§ What you should do
Copy the material below line for line, with no changes, and leave the picture out of your copy.

§ Record extracts
= = = = =

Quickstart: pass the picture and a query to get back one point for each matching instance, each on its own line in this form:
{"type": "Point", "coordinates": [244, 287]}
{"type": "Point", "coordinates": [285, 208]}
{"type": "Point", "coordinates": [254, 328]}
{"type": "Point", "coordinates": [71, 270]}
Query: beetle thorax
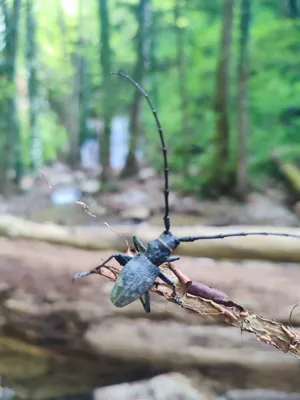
{"type": "Point", "coordinates": [160, 249]}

= = = = =

§ The answer
Quickstart: pass the picture and a query to get back one point for each matching instance, each on its own line in this form:
{"type": "Point", "coordinates": [244, 287]}
{"type": "Point", "coordinates": [285, 208]}
{"type": "Point", "coordinates": [254, 328]}
{"type": "Point", "coordinates": [71, 270]}
Query: beetle thorax
{"type": "Point", "coordinates": [160, 249]}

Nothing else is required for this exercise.